## REQUIRED TASKS
(a) Answer these questions using the Amazon Personalize pipeline description:
(i) Which file format does it give as required for training Amazon Personalize?
(ii) What catalogs the data, and what transforms it?
(iii) What kind of CloudFormation resource are the functions deployed as part of the solution?
(b) Translate this sentence from the Amazon Personalize pipeline description into Spanish: "Data will be cataloged with a Glue Crawler, and transformed with a Glue Job."
(c) Write the next few sentences of the Amazon Personalize pipeline description, starting after its final sentence.

## EXTRACT PROVIDED
****************************************

Amazon Personalize Data Conversion Pipeline

This template will deploy a sample data-conversion pipeline to convert data into the format required for training Amazon Personalize (ie: .CSV). Using the parmeters outlined below, you can customize this pipeline to convert data from various source formats into the formats required for Amazon Personalize User, Item, and Interaction data-sets.

Data will be cataloged with a Glue Crawler, and transformed with a Glue Job. The functions deployed as part of this solution are CloudFormation Custom Resources that will generate a data conversion script based on the cataloged source data.

****************************************

Bounding-box records
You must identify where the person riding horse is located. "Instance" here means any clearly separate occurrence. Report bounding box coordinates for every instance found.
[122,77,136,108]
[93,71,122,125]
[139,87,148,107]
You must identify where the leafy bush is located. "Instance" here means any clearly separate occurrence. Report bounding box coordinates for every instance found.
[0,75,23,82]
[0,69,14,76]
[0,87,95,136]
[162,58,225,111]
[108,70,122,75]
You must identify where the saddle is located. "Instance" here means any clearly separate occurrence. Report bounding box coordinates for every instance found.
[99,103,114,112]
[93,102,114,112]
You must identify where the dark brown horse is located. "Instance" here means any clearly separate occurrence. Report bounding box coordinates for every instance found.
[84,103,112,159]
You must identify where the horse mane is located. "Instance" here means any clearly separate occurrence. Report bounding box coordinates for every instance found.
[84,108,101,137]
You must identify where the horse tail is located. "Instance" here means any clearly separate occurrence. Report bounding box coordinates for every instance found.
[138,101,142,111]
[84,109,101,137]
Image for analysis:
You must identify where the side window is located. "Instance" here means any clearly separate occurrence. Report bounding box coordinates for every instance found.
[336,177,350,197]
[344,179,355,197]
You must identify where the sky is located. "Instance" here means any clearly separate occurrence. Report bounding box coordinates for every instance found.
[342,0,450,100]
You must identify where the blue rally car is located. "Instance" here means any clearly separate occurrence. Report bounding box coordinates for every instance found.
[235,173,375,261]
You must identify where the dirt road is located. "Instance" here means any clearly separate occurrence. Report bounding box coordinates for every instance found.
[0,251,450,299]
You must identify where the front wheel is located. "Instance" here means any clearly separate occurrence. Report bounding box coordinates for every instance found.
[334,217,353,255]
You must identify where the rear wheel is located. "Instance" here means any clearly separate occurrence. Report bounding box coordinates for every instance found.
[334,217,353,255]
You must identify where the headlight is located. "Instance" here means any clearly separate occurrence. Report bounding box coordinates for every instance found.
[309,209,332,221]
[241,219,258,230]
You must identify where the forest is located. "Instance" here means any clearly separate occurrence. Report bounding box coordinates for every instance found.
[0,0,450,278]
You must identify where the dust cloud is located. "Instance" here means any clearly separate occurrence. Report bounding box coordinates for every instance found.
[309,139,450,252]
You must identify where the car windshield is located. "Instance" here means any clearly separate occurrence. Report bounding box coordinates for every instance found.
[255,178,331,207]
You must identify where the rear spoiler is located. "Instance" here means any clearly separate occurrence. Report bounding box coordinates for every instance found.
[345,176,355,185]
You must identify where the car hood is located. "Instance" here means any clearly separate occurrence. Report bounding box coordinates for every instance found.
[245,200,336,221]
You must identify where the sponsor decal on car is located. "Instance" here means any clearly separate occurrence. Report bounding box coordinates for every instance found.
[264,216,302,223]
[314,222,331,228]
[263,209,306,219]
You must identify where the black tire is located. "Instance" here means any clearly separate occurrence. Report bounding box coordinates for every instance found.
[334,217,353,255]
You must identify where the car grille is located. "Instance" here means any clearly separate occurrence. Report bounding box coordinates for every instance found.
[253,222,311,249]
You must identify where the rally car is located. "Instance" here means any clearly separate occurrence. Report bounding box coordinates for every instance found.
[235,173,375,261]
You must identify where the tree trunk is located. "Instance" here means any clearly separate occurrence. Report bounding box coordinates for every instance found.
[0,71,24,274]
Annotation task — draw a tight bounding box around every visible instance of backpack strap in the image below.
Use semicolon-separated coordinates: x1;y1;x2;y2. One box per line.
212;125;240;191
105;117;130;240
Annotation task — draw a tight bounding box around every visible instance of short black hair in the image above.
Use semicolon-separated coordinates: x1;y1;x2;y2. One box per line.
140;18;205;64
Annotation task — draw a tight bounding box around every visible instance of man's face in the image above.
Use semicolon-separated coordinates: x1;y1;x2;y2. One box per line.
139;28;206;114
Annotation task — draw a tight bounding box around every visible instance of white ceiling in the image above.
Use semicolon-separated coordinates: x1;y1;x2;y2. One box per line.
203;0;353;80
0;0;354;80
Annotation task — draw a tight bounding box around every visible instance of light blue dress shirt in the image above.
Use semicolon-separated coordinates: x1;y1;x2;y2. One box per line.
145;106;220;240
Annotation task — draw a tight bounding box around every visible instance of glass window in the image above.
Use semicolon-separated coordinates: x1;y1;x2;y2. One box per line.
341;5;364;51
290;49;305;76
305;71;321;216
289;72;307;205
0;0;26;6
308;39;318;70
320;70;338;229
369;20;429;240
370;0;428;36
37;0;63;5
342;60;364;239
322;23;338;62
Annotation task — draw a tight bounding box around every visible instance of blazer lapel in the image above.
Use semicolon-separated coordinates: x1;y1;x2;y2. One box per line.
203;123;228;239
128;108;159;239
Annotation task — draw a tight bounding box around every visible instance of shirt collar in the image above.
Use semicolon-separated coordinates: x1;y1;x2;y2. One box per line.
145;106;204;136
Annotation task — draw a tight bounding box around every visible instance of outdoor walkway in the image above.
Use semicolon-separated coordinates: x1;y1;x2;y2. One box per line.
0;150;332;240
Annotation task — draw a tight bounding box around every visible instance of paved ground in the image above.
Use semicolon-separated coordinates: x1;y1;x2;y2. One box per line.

****************************************

## FINAL RESULTS
(a)
(i) .CSV
(ii) A Glue Crawler catalogs the data, and a Glue Job transforms it.
(iii) CloudFormation Custom Resources

(b) Los datos se catalogarán con un Glue Crawler y se transformarán con un Glue Job.

(c)
This solution will also generate an AVRO schema file which represents the data that was converted. This schema file can be used to create a data set within Amazon Personalize. For more details on the AVRO scema and Amazon Personalize Data Sets please refer to the Amazon Personalize documention.

Limitations

This solution only supports the most basic columns required to train Amazon Personalize. To add additional columns you would need to extend the template and the transformtion job script.

Deployment

Prerequisites

Install the AWS Serverless Application Model CLI - https://aws.amazon.com/serverless/sam/
Configure your local AWS Credentials (aws configure).
Create an S3 bucket to store the packaged code and replace S3_BUCKET_TO_STAGE_CODE with the name of your bucket in the comamands below.
This solution assumes that you have source data located in S3 and partitioned by data type (ie: item, user, user-item interactions). You can see some example source data below in JSON format, however this solution should work for any source data type that can be classified with AWS Glue.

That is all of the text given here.